SHORT EXERCISE - Retype precisely the section of the data that starts at the line containing "Indicate a point on each instance of the grassy" and runs to its final line, ends included.

DATASET ROWS -

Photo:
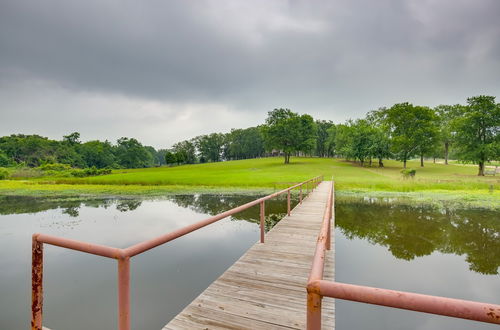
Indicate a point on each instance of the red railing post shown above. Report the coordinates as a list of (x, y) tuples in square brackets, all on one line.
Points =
[(313, 311), (288, 202), (262, 220), (36, 284), (124, 293)]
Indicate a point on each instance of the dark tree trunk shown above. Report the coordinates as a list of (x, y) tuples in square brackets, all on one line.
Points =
[(481, 169), (446, 148)]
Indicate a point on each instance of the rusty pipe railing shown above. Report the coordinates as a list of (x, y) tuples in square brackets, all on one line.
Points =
[(123, 255), (317, 288)]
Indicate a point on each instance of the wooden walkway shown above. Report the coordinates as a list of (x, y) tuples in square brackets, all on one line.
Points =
[(266, 287)]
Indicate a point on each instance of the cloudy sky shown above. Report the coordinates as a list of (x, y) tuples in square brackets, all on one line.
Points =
[(163, 71)]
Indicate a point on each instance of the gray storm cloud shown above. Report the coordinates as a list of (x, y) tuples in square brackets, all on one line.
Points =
[(137, 68)]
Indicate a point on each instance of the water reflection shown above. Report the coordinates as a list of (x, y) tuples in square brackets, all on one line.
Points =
[(415, 231), (377, 244)]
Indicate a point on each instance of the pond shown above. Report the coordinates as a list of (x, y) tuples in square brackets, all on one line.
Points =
[(454, 253)]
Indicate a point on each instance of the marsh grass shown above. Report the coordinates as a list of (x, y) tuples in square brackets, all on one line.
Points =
[(269, 174)]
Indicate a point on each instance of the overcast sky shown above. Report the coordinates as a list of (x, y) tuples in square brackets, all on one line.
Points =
[(164, 71)]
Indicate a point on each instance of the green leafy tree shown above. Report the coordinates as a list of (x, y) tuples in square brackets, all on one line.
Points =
[(330, 141), (355, 140), (244, 143), (4, 160), (185, 152), (210, 146), (72, 139), (446, 115), (98, 154), (411, 128), (287, 131), (322, 137), (477, 129), (130, 153), (170, 158)]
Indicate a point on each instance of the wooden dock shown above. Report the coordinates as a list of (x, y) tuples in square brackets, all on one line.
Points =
[(266, 287)]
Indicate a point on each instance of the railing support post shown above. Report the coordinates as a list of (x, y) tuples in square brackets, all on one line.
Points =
[(36, 284), (313, 311), (262, 220), (288, 202), (124, 293)]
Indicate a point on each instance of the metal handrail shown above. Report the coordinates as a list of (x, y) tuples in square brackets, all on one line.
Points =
[(317, 288), (123, 255)]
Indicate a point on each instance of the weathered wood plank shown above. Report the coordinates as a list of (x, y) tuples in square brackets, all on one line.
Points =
[(265, 288)]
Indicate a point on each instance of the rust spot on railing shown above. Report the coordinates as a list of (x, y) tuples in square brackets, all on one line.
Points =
[(36, 284)]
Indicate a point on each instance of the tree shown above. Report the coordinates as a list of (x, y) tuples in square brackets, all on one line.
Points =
[(185, 152), (410, 128), (477, 130), (72, 139), (446, 115), (287, 131), (322, 137), (210, 146), (98, 154), (381, 147), (356, 140), (130, 153), (427, 133), (330, 141), (244, 143), (170, 158)]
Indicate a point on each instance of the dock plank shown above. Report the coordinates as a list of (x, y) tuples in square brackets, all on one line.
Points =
[(266, 287)]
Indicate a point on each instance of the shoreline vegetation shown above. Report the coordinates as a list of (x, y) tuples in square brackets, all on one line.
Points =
[(437, 184)]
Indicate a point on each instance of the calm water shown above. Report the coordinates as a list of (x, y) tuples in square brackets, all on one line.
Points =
[(440, 252)]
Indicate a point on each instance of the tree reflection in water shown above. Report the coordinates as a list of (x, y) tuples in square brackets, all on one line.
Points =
[(407, 231), (415, 231)]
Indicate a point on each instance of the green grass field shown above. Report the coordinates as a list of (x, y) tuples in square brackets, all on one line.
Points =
[(267, 174)]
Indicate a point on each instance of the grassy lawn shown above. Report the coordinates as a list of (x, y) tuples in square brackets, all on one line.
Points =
[(267, 174)]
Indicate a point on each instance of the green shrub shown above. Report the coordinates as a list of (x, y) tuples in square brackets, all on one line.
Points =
[(4, 173), (55, 167), (408, 173), (92, 171), (27, 172)]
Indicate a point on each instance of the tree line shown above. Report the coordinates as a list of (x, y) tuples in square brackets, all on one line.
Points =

FULL RESPONSE -
Indicate a point on each instance of the grassy lawn shown above. Report the coordinates as a list of (x, y) tuples in square brackets, all on one line.
Points =
[(267, 174)]
Indicate a point on each instance of the green shrub shown above. Report the coordinates as a list of (x, y) tuples in square brackets, all on one line.
Points =
[(4, 173), (55, 167), (408, 173), (92, 171), (27, 172)]
Indicate a point on each instance of the tree line shown above. Report the coordinates as a list of (x, y) tuples in square brackets, all on one line.
Points =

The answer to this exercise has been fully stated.